[Collection entries]
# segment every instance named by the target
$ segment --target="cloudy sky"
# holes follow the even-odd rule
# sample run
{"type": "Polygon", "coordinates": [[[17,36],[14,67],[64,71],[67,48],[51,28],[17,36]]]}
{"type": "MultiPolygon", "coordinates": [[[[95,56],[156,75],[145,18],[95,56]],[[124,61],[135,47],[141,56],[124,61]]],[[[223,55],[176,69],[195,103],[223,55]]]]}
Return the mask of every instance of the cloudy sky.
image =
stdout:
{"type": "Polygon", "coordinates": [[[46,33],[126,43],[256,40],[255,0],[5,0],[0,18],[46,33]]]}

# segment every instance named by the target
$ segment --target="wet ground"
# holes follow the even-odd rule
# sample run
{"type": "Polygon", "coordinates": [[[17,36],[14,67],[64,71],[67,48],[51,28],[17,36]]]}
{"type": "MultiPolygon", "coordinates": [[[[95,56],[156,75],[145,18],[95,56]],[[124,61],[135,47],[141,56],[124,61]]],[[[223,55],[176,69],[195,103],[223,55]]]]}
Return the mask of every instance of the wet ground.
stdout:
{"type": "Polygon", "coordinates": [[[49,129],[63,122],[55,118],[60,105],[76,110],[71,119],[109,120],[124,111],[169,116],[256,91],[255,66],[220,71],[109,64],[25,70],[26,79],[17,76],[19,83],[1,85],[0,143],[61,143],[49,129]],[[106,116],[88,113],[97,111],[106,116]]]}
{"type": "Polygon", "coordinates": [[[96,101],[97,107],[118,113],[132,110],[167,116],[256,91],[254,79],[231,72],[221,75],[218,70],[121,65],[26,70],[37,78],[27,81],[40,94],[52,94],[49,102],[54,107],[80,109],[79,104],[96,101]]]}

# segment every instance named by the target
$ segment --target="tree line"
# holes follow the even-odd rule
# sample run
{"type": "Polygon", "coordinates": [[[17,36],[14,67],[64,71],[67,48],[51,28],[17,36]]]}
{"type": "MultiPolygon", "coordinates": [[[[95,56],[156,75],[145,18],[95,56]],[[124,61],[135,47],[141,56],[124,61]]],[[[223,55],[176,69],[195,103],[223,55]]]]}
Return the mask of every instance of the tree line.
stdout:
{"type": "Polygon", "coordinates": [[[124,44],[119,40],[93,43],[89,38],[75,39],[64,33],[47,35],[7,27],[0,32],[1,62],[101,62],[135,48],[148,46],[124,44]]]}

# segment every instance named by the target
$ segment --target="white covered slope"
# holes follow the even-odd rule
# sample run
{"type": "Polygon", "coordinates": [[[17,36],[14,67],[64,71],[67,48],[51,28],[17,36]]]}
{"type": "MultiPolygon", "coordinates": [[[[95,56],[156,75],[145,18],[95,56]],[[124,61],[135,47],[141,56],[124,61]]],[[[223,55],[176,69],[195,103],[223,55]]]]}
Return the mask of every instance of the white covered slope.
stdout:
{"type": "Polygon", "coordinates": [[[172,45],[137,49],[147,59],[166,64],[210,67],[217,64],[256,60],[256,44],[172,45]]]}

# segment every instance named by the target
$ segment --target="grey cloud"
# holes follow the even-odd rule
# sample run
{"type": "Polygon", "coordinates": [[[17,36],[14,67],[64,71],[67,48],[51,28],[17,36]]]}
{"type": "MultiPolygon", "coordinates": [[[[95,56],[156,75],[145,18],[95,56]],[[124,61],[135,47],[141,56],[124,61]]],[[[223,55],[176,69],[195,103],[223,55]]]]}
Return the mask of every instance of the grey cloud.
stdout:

→ **DIRECTION**
Locate every line in the records above that contains the word "mask", and copy each of those lines.

→ **ANSWER TO THE TASK**
Return the mask of every instance of the cloudy sky.
Return the mask of every instance of the wet ground.
Return the mask of every instance of the tree line.
Return the mask of every instance of the white covered slope.
Return the mask of every instance of the grey cloud.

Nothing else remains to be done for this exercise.